WORK REQUIRED:
In the records below, pick out all lines containing the word "rider".

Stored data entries
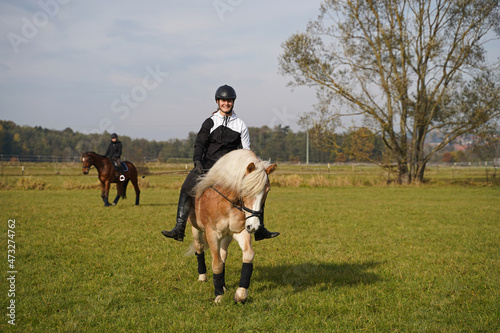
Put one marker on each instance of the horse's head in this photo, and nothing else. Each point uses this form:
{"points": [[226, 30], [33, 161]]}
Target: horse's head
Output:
{"points": [[256, 186], [86, 162]]}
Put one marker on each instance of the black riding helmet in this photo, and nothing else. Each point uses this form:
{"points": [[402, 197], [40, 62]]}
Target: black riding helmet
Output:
{"points": [[225, 92]]}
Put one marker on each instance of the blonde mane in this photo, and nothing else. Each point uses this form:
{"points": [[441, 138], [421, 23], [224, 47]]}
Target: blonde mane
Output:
{"points": [[229, 173]]}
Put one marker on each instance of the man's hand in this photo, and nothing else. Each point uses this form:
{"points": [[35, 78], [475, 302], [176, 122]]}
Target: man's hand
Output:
{"points": [[198, 168]]}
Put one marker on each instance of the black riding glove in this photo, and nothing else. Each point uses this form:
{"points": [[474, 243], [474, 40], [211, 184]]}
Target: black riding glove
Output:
{"points": [[198, 168]]}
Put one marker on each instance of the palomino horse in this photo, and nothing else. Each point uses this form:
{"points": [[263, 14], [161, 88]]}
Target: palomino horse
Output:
{"points": [[229, 205], [108, 175]]}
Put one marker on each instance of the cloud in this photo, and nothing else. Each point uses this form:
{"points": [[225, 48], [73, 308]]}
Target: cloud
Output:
{"points": [[86, 55]]}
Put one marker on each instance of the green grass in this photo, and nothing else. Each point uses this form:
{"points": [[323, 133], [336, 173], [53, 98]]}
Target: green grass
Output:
{"points": [[366, 258]]}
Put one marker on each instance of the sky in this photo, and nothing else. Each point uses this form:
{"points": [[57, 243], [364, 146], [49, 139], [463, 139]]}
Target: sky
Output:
{"points": [[147, 69]]}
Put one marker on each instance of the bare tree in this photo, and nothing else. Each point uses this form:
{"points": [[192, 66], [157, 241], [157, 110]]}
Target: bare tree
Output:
{"points": [[406, 67]]}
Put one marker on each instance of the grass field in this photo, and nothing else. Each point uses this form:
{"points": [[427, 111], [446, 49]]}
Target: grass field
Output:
{"points": [[349, 258]]}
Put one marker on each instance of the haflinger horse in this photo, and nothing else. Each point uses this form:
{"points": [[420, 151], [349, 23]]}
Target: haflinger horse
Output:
{"points": [[108, 175], [229, 205]]}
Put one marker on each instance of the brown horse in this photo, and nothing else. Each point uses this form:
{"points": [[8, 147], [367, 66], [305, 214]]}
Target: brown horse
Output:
{"points": [[108, 175], [229, 205]]}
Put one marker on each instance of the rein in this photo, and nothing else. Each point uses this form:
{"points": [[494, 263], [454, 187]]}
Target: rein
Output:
{"points": [[242, 208]]}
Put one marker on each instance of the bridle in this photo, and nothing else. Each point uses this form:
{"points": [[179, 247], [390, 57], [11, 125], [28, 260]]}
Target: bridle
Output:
{"points": [[242, 208]]}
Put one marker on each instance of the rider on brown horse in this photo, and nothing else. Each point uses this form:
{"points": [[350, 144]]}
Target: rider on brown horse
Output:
{"points": [[114, 153]]}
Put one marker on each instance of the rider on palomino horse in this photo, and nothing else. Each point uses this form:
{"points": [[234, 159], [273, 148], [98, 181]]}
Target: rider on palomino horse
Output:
{"points": [[221, 133]]}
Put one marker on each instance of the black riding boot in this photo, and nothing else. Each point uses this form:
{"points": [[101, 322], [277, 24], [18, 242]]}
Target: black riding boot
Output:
{"points": [[262, 232], [183, 208]]}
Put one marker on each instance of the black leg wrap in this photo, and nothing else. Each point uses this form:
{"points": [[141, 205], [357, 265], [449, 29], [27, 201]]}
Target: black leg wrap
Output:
{"points": [[202, 268], [219, 284], [246, 274]]}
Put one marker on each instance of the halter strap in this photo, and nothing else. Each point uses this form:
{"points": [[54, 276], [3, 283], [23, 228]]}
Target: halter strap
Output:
{"points": [[242, 208]]}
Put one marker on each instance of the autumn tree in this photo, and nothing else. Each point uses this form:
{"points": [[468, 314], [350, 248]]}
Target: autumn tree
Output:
{"points": [[405, 67]]}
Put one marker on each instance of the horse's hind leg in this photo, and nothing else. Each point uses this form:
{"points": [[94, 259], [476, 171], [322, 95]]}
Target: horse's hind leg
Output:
{"points": [[199, 245], [244, 241], [104, 193], [133, 178]]}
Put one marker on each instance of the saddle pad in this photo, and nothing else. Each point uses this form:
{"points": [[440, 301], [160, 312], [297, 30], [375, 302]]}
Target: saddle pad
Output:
{"points": [[124, 166]]}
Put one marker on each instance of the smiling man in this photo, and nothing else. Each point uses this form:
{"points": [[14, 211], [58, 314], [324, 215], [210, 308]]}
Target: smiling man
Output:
{"points": [[219, 134]]}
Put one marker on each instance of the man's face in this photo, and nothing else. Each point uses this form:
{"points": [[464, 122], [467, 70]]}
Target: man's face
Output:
{"points": [[225, 105]]}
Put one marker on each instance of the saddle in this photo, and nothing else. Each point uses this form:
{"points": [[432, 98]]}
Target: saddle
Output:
{"points": [[122, 164]]}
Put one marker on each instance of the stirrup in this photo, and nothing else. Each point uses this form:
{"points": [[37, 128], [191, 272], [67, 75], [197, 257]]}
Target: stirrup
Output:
{"points": [[175, 233]]}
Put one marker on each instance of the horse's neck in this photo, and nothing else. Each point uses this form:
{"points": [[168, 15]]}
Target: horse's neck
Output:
{"points": [[99, 162]]}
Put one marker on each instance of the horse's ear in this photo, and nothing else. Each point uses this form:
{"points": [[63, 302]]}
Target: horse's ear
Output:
{"points": [[250, 167], [270, 169]]}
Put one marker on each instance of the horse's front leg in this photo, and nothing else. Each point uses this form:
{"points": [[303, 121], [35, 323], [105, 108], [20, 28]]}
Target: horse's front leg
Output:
{"points": [[199, 245], [119, 192], [105, 193], [217, 264], [244, 240]]}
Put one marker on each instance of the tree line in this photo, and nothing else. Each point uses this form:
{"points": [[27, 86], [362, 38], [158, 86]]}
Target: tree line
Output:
{"points": [[279, 144]]}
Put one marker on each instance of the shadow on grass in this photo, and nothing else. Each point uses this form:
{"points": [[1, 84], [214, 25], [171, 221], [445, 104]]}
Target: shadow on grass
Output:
{"points": [[303, 276]]}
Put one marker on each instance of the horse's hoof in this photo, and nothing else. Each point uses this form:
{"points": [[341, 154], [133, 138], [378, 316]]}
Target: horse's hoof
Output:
{"points": [[241, 295]]}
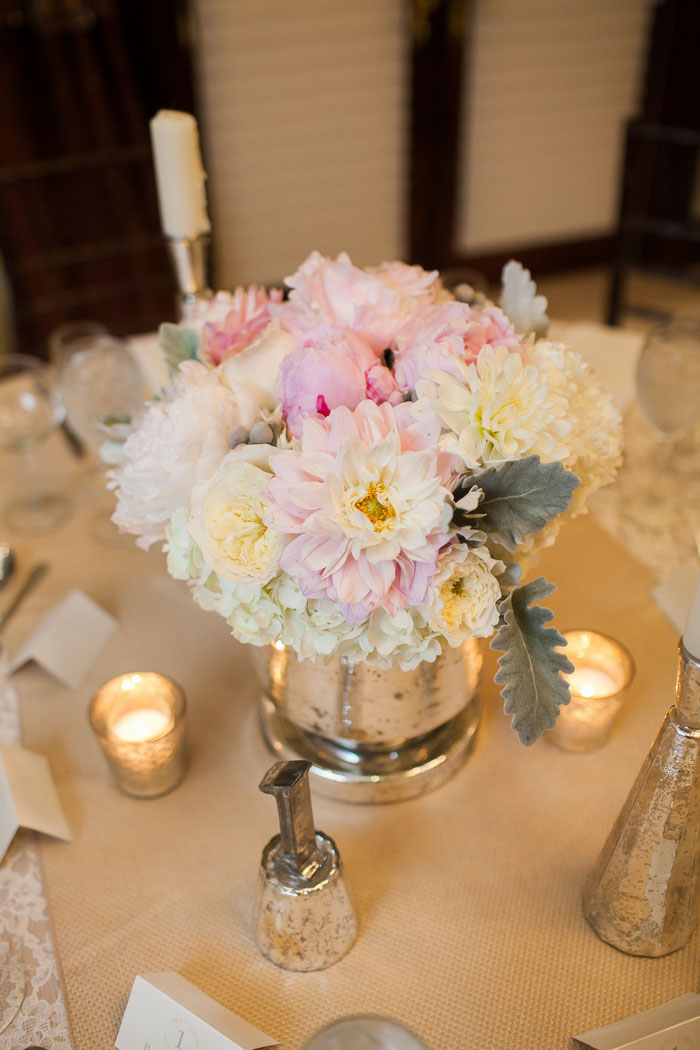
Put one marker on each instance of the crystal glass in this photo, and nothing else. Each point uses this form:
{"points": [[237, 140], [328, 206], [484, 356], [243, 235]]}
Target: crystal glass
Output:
{"points": [[669, 378], [65, 338], [30, 408], [365, 1033], [139, 719], [102, 387], [99, 381]]}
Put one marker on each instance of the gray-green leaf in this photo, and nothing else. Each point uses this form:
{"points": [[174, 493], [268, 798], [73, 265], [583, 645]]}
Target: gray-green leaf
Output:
{"points": [[177, 343], [530, 668], [520, 498]]}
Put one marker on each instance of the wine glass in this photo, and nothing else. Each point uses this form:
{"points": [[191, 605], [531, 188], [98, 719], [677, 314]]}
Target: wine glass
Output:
{"points": [[669, 378], [102, 389], [365, 1033], [30, 410]]}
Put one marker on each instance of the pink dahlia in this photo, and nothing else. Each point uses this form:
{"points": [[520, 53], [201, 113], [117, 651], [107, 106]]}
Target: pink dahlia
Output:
{"points": [[335, 368], [366, 501], [232, 322], [439, 336]]}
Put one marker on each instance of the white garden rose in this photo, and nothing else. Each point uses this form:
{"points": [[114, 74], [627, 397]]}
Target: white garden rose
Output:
{"points": [[464, 594], [226, 519], [176, 441]]}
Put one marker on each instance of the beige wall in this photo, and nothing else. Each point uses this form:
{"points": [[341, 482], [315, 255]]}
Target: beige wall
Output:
{"points": [[548, 86], [303, 107]]}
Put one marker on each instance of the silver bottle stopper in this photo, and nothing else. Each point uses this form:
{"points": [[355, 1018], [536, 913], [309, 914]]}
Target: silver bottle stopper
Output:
{"points": [[305, 920]]}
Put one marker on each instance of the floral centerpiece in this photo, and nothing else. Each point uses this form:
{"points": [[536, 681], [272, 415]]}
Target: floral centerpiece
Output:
{"points": [[357, 470]]}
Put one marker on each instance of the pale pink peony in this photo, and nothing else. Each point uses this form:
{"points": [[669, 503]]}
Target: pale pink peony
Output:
{"points": [[335, 368], [439, 336], [373, 303], [232, 322], [366, 501], [421, 286]]}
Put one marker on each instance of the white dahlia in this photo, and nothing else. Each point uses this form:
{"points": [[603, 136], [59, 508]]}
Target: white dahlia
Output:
{"points": [[501, 408]]}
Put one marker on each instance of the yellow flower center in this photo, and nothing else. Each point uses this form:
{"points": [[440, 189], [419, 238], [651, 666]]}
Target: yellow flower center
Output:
{"points": [[376, 506]]}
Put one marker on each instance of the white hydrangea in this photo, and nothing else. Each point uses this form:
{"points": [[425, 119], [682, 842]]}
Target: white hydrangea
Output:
{"points": [[403, 641], [501, 407], [595, 436], [175, 442], [185, 560], [464, 594]]}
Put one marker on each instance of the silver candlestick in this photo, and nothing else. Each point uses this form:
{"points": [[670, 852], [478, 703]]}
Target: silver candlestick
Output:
{"points": [[642, 895], [190, 261]]}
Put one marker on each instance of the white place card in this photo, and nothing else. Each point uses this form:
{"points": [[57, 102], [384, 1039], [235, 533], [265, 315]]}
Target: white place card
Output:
{"points": [[672, 1026], [167, 1012], [27, 796], [68, 638]]}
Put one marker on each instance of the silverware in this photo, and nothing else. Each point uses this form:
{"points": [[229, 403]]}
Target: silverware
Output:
{"points": [[37, 573], [6, 562]]}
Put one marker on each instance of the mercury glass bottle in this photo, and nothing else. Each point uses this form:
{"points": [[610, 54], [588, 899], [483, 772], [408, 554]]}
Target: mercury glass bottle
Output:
{"points": [[642, 895]]}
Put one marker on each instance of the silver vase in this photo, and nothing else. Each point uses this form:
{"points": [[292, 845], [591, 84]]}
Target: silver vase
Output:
{"points": [[372, 735], [642, 894]]}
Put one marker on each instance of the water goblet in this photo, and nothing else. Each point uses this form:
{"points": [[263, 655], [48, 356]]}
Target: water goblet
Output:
{"points": [[102, 387], [30, 410], [669, 378], [364, 1033]]}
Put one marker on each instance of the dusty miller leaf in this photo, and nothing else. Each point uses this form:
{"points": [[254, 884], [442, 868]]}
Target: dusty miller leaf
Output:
{"points": [[533, 689], [520, 498], [177, 343]]}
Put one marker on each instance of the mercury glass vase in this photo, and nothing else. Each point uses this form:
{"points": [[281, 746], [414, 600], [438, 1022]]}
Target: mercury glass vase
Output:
{"points": [[373, 735]]}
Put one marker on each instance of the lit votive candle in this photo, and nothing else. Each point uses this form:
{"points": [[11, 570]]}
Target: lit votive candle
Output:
{"points": [[139, 719], [602, 672]]}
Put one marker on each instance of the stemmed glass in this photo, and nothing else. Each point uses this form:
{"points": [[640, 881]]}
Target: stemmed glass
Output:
{"points": [[30, 410], [669, 382], [102, 387]]}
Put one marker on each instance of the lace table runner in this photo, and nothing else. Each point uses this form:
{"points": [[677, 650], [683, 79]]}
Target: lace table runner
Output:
{"points": [[24, 926]]}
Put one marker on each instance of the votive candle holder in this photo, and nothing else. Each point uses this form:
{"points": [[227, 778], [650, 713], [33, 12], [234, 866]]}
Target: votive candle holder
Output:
{"points": [[139, 719], [603, 671]]}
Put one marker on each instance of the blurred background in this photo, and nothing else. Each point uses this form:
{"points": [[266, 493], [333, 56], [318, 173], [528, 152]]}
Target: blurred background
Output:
{"points": [[454, 133]]}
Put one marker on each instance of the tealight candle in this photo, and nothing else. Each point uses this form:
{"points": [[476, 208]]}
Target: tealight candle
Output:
{"points": [[602, 672], [139, 719]]}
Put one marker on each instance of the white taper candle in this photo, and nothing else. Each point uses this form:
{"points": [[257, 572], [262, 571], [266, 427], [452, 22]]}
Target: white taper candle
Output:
{"points": [[692, 632], [179, 174]]}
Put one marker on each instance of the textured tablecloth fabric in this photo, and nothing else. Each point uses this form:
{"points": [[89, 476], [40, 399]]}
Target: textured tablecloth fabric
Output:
{"points": [[469, 898]]}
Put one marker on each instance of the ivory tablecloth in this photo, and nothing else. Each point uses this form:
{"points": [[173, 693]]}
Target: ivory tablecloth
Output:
{"points": [[469, 898]]}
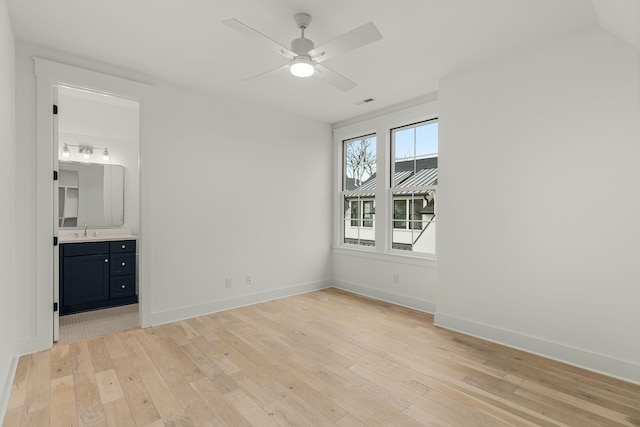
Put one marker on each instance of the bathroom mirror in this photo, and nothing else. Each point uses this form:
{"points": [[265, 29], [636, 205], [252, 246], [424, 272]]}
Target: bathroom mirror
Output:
{"points": [[90, 193]]}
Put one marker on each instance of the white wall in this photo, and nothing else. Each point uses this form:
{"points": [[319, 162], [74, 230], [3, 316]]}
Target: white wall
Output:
{"points": [[238, 189], [228, 189], [369, 271], [7, 214], [539, 214]]}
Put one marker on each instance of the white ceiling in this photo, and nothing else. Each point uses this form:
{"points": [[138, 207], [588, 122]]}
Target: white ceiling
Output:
{"points": [[184, 41]]}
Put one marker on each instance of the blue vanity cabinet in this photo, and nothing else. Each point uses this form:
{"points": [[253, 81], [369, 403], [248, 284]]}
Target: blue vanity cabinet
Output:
{"points": [[97, 275], [123, 270]]}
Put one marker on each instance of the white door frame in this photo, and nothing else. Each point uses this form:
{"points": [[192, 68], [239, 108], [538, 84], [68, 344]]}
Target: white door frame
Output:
{"points": [[50, 74]]}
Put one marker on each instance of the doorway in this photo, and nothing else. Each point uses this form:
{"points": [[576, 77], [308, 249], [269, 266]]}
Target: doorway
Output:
{"points": [[96, 153]]}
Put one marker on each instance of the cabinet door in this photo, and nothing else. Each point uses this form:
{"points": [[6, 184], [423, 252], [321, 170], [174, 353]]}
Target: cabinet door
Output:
{"points": [[85, 279], [123, 264], [123, 286]]}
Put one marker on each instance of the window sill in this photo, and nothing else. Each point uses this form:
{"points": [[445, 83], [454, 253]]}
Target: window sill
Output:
{"points": [[429, 261]]}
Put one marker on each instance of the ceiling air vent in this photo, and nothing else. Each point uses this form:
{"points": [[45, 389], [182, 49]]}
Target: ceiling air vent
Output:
{"points": [[365, 101]]}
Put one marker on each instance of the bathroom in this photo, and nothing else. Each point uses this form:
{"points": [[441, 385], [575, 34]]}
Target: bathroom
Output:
{"points": [[96, 213]]}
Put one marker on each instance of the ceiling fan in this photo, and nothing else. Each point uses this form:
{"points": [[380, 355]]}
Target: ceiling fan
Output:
{"points": [[305, 58]]}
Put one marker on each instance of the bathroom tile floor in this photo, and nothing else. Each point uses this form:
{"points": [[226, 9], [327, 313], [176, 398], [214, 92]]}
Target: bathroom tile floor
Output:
{"points": [[98, 322]]}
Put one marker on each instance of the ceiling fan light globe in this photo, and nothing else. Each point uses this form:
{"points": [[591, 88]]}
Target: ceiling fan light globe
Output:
{"points": [[302, 67]]}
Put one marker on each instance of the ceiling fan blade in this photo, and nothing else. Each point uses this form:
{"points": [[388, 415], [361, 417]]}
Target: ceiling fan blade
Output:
{"points": [[365, 34], [333, 78], [258, 36], [269, 73]]}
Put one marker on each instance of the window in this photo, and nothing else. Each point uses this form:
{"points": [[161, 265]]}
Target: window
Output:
{"points": [[414, 177], [358, 190]]}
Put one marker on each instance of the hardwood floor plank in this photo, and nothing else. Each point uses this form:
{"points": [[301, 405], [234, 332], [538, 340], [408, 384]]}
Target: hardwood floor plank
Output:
{"points": [[63, 402], [164, 400], [13, 416], [36, 407], [117, 414], [88, 402], [141, 406], [99, 354], [325, 358], [109, 386], [60, 361], [224, 412]]}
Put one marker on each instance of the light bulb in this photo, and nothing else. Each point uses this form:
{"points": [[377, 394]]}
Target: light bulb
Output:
{"points": [[86, 153], [302, 67]]}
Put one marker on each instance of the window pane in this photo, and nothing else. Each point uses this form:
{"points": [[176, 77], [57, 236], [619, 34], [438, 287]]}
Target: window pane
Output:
{"points": [[416, 215], [414, 174], [400, 212], [359, 163], [355, 213], [367, 213], [358, 224]]}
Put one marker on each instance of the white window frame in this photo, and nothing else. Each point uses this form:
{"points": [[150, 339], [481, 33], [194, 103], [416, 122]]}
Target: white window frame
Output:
{"points": [[379, 124], [357, 196], [409, 189]]}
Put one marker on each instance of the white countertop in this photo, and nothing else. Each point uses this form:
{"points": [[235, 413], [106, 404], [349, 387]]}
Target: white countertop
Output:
{"points": [[95, 235]]}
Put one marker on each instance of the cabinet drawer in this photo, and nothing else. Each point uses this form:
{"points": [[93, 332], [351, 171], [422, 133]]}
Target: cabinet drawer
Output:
{"points": [[122, 286], [123, 264], [76, 249], [122, 246]]}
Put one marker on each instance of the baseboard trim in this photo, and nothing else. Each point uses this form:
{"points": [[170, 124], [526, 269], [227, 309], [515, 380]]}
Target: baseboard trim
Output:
{"points": [[6, 390], [168, 316], [606, 365], [392, 297]]}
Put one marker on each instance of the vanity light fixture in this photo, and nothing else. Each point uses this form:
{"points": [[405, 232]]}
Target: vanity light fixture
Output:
{"points": [[86, 152]]}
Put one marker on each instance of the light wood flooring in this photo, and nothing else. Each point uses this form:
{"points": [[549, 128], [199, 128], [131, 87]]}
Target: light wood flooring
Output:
{"points": [[326, 358]]}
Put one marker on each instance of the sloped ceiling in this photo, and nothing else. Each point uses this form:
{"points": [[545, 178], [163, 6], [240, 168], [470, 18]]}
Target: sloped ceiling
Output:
{"points": [[621, 18], [184, 41]]}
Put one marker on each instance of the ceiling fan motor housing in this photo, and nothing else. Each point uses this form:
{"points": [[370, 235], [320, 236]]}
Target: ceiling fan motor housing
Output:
{"points": [[301, 46]]}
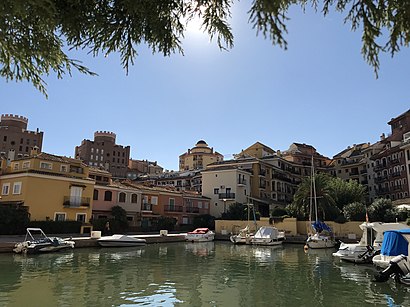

RESULT:
Put one marker on each instance of the rider on brown horse in this photo, and nothing else. Each point uses this form:
Target: rider on brown horse
Put one marker on each instance of the rider on palomino horse in this photo, and nothing else. Each point uses this form:
Target: rider on palomino horse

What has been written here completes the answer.